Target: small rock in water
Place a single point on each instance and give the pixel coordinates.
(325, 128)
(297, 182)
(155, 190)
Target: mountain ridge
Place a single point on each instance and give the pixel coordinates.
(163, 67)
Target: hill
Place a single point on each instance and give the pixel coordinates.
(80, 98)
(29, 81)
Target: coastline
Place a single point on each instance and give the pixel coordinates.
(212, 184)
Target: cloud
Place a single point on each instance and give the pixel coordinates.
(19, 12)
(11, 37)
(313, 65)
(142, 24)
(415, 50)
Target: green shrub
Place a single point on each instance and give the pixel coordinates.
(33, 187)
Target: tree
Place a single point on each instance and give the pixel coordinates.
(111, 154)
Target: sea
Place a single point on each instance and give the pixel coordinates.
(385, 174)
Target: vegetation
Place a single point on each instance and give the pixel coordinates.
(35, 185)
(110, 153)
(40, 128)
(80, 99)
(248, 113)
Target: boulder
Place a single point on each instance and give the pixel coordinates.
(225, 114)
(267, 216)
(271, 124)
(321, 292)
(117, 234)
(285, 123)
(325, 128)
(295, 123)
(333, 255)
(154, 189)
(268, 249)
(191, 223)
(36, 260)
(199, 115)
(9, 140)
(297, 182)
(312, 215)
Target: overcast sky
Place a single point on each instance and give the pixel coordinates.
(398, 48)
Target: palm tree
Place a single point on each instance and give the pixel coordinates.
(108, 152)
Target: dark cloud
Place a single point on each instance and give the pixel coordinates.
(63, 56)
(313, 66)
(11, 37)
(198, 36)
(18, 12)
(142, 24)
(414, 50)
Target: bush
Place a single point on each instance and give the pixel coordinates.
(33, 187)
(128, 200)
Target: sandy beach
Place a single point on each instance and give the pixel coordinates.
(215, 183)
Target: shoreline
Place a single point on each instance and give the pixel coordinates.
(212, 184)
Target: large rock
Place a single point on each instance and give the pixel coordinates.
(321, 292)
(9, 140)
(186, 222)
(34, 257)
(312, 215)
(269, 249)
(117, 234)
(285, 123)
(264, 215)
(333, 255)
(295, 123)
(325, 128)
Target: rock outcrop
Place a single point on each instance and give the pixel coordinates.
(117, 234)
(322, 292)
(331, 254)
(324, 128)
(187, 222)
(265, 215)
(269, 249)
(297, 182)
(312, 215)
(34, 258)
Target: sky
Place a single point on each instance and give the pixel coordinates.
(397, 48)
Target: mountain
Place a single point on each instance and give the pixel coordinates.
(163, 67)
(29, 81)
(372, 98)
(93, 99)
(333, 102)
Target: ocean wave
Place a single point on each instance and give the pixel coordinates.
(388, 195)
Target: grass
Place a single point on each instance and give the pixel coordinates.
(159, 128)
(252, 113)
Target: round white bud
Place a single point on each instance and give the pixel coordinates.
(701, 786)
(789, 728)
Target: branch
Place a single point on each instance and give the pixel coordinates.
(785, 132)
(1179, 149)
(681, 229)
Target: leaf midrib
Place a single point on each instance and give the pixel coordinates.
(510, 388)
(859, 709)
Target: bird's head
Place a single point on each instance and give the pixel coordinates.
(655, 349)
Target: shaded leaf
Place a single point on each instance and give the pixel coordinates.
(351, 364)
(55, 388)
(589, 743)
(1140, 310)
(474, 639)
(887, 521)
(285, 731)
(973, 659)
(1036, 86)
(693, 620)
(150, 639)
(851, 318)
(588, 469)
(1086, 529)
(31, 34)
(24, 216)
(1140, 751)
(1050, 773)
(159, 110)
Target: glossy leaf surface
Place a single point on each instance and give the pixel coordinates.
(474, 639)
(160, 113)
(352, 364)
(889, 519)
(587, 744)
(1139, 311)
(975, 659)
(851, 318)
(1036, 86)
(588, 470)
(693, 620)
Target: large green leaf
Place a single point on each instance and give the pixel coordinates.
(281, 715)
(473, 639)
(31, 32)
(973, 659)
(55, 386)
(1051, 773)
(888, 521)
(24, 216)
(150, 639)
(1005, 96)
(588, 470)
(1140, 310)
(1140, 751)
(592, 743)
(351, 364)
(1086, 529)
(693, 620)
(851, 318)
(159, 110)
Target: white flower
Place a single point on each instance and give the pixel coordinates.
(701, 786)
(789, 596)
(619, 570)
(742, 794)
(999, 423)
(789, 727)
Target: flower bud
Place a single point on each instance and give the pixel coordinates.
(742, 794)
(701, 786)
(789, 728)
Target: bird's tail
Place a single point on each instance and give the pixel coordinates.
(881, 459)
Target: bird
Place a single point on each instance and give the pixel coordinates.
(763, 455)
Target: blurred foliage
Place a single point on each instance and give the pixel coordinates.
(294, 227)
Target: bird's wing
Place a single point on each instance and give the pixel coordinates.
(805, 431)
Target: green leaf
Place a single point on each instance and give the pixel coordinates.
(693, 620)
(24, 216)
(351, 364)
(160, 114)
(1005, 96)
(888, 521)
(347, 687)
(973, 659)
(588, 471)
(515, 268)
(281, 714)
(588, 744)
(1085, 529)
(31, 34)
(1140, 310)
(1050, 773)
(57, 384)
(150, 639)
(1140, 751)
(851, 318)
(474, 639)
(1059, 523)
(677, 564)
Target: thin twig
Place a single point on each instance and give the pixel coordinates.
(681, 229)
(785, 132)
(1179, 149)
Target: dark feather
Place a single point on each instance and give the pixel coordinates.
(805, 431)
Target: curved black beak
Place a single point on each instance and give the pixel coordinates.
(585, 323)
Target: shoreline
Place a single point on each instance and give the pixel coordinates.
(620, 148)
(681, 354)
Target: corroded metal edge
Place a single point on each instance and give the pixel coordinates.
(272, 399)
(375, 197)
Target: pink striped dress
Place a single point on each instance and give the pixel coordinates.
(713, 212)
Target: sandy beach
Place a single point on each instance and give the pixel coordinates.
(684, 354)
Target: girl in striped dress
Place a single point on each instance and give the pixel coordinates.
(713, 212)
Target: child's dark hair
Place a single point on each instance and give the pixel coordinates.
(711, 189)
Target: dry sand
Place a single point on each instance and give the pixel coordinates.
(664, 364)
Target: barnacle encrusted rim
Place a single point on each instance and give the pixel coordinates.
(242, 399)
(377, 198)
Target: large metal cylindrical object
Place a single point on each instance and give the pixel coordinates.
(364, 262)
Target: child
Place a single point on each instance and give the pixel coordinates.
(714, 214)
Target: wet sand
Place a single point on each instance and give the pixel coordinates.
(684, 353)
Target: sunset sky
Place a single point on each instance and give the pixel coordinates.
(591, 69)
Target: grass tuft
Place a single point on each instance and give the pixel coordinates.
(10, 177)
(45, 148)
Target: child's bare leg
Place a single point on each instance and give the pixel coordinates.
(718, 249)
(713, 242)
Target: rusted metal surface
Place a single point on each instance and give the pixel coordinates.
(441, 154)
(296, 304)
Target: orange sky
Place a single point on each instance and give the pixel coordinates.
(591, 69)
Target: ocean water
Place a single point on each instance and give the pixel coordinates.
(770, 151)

•••••

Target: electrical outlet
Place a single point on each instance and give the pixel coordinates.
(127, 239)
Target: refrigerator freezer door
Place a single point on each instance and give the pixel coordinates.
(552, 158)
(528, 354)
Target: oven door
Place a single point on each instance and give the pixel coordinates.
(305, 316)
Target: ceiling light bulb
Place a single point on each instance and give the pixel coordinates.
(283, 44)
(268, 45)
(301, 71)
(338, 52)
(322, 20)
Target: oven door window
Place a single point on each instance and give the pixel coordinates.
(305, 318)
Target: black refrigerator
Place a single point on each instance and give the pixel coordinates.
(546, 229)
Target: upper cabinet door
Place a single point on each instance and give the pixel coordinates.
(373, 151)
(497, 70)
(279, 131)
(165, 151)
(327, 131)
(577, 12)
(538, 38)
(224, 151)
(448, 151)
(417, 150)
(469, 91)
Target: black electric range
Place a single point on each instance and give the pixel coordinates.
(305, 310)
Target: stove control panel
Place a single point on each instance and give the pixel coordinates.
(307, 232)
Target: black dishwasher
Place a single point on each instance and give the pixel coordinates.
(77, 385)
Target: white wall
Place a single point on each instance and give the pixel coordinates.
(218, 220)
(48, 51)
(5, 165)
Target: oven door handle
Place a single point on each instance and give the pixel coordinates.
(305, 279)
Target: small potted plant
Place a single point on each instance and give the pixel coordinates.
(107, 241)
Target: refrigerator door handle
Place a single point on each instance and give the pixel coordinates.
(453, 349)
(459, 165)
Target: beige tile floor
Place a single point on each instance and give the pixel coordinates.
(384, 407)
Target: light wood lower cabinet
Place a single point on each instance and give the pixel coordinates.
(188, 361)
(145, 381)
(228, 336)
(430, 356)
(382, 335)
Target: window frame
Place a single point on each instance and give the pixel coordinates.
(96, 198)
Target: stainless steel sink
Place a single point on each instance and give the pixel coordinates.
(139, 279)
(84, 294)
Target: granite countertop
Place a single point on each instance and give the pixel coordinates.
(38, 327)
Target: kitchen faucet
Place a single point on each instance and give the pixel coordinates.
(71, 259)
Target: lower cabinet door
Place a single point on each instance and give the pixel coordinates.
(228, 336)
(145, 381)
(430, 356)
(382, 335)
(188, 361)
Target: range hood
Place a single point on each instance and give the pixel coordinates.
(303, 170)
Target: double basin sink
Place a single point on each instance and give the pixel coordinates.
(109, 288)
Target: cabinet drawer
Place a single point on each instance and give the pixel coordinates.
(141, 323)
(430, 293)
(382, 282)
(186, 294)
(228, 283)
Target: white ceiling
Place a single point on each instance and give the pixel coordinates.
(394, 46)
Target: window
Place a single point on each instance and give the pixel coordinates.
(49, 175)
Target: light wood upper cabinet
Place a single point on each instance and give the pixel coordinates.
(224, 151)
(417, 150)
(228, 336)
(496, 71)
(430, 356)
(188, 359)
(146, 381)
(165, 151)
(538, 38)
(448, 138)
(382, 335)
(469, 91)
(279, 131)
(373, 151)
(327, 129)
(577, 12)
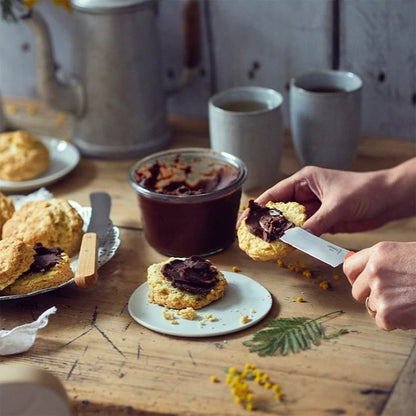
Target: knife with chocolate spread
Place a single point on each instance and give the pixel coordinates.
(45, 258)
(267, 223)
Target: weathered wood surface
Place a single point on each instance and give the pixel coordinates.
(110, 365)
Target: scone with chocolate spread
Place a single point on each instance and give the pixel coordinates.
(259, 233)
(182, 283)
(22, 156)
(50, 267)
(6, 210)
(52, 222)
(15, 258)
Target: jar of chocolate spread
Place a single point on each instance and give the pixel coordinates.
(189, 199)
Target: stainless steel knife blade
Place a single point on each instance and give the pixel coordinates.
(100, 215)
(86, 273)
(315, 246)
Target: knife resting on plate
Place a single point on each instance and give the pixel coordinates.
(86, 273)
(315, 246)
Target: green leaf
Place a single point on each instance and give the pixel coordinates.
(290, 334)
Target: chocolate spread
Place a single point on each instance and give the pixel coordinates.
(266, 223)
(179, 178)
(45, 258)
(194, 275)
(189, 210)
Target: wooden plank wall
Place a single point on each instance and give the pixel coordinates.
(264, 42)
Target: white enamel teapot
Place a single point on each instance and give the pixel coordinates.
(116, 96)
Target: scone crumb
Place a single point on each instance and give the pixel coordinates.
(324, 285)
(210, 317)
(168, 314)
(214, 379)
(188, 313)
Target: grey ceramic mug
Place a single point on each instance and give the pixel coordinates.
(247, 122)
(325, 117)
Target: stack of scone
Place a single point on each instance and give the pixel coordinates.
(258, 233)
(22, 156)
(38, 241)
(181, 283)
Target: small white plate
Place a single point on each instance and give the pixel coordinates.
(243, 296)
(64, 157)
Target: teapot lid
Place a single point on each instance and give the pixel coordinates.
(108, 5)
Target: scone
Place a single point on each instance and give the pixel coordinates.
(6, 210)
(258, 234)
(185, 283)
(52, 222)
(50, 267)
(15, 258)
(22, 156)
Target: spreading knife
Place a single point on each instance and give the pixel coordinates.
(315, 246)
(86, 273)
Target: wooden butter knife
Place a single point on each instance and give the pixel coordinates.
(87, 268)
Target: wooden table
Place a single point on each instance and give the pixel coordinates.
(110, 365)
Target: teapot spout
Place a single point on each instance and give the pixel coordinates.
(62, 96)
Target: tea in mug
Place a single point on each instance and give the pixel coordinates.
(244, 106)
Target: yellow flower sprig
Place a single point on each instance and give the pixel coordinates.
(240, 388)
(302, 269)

•••••

Brief — What is needed is a verbatim copy of every line in the records above from the one containing "Target: small rock in water" down to the one containing "Target: cloud", both included, and nothing more.

Response box —
Target: small rock in water
Place a single point on each instance and give the pixel coordinates.
(325, 128)
(297, 182)
(155, 190)
Target: mountain ridge
Place a single point on each instance and give the pixel coordinates.
(163, 67)
Target: hill
Place a single point on each instance and give the pixel coordinates.
(80, 98)
(29, 81)
Target: coastline
Place a single point on each instance and give the pixel coordinates.
(212, 184)
Target: cloud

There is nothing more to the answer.